• _What you have to do_:
Which lines in the listing below contain the string "resolution"? Copy out each of those lines in full.

• _Information given_:
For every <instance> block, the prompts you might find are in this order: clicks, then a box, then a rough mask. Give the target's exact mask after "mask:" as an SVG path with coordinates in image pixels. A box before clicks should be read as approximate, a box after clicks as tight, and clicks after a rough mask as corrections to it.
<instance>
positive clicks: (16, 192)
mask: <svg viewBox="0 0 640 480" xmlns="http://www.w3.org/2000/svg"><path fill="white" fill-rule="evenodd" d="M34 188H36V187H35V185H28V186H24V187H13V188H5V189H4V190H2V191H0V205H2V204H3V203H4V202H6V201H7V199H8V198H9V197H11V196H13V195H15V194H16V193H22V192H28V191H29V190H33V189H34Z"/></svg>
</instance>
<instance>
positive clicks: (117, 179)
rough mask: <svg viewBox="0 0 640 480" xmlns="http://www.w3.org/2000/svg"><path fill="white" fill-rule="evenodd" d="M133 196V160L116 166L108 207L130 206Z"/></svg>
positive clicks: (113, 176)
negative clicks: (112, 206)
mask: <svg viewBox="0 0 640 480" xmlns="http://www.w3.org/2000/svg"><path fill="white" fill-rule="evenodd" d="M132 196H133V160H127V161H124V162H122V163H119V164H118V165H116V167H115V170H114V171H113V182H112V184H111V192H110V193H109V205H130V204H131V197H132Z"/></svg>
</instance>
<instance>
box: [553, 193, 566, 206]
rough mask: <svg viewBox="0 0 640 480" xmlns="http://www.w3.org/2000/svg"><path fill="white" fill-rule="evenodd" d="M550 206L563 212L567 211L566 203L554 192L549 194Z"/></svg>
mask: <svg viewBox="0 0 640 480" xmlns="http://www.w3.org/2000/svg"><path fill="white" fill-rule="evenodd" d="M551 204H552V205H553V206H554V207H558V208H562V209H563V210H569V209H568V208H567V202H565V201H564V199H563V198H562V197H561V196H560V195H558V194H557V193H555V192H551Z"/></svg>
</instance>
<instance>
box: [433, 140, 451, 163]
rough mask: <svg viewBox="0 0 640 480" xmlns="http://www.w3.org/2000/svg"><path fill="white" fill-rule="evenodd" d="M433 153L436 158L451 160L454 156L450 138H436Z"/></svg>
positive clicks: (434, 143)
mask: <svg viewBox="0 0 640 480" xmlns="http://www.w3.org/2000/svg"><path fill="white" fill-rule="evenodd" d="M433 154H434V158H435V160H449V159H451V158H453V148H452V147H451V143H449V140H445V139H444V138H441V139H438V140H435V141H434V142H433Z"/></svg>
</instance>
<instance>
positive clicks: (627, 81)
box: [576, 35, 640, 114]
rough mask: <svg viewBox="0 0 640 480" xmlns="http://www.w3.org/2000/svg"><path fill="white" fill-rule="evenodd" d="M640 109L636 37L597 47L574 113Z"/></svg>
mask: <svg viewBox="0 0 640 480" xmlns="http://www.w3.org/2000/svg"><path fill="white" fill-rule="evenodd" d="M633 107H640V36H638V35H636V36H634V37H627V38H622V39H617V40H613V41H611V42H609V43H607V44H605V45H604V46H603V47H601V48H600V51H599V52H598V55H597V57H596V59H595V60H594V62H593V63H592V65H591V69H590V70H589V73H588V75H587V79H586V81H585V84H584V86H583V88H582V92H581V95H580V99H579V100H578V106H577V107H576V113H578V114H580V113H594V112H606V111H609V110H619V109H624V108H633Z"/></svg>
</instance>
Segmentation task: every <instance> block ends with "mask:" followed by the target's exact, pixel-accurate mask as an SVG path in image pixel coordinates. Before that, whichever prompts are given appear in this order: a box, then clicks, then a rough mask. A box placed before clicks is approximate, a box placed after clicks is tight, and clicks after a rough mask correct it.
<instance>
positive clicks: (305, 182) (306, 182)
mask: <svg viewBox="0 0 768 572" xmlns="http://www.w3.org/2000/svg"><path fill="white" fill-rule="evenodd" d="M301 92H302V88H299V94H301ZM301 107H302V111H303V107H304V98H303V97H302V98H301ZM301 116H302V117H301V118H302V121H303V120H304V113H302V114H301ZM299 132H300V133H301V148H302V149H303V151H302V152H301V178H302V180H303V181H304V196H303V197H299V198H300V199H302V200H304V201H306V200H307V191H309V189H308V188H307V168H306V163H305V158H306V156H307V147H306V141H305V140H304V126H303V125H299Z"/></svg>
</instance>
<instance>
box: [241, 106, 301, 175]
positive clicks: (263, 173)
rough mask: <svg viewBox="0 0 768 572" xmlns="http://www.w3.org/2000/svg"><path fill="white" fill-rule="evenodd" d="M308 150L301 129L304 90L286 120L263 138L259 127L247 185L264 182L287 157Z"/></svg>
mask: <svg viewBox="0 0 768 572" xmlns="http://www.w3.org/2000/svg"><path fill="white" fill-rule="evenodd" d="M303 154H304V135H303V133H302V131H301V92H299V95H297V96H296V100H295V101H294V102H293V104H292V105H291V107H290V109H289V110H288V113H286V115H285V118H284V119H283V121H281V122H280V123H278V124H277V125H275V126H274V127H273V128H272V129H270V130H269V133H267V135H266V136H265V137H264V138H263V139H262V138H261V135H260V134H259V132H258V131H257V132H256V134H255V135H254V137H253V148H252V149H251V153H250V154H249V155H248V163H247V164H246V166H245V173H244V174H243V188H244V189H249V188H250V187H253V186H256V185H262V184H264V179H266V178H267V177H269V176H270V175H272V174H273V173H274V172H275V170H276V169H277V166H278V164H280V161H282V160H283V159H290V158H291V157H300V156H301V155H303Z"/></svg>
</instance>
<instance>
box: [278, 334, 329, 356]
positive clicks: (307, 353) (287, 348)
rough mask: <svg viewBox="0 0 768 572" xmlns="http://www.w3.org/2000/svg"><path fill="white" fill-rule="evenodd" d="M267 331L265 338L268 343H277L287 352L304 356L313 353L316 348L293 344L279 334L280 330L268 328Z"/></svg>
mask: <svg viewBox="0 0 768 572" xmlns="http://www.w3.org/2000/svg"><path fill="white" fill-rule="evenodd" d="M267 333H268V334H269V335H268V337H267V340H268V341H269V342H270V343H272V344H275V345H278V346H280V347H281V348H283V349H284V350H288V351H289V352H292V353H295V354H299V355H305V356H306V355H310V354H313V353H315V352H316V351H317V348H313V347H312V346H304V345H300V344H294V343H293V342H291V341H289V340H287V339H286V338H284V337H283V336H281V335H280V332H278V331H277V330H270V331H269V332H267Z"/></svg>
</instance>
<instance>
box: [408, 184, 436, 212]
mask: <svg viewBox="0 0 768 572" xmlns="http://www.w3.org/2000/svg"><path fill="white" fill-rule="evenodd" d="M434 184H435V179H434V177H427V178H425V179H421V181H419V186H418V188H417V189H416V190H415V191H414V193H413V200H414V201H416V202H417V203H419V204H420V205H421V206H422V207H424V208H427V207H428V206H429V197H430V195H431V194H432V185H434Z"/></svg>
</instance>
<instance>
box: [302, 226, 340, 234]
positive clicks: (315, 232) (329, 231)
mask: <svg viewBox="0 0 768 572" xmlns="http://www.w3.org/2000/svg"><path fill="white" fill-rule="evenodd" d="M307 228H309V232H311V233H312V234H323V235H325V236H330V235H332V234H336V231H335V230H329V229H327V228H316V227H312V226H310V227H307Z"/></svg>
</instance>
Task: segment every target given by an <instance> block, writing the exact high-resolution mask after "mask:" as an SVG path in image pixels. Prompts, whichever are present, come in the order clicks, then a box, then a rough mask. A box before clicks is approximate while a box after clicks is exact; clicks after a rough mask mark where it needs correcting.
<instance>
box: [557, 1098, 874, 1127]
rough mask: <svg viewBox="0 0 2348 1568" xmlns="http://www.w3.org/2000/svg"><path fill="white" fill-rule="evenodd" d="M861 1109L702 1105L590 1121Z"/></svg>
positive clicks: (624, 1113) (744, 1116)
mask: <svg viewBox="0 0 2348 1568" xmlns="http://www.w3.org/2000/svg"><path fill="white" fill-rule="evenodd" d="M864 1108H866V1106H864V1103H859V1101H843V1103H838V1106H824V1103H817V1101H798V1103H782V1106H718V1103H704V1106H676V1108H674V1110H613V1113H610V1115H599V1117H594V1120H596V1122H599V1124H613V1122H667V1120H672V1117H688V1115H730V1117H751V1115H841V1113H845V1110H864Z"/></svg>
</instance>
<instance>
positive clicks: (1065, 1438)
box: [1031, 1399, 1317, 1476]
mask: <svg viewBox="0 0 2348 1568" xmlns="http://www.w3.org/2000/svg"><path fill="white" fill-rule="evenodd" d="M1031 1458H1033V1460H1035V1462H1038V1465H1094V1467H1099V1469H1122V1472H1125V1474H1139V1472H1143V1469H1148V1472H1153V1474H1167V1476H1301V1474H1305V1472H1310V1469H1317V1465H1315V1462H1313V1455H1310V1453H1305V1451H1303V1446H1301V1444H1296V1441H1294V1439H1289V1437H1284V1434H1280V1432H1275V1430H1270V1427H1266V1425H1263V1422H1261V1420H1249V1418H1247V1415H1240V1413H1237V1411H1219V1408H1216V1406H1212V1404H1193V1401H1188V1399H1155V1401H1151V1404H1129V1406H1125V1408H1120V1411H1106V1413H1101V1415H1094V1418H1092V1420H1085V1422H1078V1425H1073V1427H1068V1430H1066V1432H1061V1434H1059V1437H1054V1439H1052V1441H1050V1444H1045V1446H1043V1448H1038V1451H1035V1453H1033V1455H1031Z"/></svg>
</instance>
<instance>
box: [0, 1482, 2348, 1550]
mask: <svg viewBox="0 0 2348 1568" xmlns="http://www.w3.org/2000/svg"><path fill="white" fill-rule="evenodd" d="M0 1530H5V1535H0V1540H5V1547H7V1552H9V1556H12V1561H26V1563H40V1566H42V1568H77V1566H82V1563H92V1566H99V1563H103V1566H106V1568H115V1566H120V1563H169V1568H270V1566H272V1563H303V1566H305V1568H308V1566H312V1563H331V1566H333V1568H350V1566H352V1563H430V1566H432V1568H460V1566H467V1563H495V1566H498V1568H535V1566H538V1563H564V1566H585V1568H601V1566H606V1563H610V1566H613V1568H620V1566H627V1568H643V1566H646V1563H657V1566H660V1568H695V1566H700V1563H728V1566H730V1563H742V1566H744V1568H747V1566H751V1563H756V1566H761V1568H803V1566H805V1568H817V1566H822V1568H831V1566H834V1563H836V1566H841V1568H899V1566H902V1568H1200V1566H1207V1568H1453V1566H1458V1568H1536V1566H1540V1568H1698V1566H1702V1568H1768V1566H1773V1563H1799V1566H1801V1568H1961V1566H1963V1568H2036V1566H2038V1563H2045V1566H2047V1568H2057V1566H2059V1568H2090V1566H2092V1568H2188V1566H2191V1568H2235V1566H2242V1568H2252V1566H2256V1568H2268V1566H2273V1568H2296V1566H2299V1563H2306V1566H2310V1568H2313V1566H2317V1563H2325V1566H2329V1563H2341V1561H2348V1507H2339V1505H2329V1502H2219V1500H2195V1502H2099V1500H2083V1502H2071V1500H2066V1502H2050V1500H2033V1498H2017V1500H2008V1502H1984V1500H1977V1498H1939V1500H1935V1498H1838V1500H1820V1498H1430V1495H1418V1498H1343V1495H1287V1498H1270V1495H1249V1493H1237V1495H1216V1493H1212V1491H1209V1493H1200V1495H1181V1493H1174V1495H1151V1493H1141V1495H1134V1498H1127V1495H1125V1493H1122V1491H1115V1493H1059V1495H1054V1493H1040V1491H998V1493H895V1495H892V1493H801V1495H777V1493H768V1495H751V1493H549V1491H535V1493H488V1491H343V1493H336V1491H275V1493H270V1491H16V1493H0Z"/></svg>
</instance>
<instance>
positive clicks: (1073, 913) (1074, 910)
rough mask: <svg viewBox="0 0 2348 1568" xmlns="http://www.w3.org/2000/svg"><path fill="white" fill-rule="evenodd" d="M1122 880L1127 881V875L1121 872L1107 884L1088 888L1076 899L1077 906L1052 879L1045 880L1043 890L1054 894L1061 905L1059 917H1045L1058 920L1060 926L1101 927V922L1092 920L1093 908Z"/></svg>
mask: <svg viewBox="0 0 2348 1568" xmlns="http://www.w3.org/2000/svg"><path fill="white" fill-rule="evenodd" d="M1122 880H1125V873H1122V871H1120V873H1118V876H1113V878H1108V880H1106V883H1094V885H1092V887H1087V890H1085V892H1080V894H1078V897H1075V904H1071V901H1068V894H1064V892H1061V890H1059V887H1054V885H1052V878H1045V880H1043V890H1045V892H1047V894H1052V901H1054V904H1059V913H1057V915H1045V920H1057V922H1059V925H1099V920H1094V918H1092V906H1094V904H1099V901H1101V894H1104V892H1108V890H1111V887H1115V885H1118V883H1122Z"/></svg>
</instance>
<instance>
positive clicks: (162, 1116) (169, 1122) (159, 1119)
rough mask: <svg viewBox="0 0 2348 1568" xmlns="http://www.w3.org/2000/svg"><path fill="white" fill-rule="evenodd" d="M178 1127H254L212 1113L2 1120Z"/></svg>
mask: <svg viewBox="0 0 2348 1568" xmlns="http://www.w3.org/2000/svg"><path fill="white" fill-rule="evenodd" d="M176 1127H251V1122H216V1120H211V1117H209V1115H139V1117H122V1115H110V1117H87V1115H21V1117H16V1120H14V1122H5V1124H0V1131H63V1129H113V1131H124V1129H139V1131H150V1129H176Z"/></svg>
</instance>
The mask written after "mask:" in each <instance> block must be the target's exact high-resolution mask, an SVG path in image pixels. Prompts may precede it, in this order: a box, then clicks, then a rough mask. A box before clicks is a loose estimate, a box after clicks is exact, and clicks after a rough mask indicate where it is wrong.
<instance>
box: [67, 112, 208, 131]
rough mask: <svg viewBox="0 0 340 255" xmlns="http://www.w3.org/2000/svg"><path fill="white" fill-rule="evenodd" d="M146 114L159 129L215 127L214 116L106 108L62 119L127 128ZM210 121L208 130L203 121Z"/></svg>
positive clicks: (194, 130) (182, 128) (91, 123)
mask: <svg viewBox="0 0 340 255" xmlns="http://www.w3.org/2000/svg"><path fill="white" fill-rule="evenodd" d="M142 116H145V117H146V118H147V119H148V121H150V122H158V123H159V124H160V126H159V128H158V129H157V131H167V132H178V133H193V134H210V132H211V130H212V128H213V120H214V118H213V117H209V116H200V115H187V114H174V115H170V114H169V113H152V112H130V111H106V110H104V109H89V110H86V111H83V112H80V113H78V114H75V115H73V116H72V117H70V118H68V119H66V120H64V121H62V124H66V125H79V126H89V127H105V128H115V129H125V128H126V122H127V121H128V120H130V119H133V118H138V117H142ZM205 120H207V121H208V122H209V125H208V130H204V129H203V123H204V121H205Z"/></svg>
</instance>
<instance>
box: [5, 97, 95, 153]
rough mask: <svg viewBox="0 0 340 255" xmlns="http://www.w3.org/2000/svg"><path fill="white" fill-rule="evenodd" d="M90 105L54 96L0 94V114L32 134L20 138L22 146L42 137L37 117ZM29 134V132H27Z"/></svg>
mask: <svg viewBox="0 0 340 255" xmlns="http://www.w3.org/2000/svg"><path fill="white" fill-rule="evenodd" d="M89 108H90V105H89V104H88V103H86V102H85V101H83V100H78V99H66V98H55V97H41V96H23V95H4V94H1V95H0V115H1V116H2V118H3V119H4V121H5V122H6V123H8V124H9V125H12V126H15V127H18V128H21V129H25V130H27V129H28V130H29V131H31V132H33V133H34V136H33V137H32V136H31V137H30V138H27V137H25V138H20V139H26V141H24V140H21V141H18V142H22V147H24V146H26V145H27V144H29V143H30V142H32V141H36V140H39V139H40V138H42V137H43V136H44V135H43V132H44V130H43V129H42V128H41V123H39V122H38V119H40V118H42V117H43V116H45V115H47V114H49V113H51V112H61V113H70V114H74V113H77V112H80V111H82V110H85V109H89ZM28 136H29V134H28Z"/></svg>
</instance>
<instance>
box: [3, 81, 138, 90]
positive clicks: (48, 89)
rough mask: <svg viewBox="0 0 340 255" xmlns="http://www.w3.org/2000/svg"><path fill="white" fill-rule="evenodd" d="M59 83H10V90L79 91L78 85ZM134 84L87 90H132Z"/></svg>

• _Result below_:
Task: segment every target given by an <instance> block, writing the exact high-resolution mask after "mask:" as an SVG path in image pixels. Prompts, whichever are present, come in the order clicks, then a box, then a rough mask. A box before clicks is approximate while a box after clicks is exact; clicks after a rough mask mark where it needs correcting.
The mask written after "mask:" in each <instance> block must be the target's exact high-resolution mask, an SVG path in image pixels. Prompts may precede it, in this order: a box, then clicks, then a rough mask. A box before clicks is a loose estimate, a box after clicks is exact, and clicks after a rough mask indicate where it is wrong.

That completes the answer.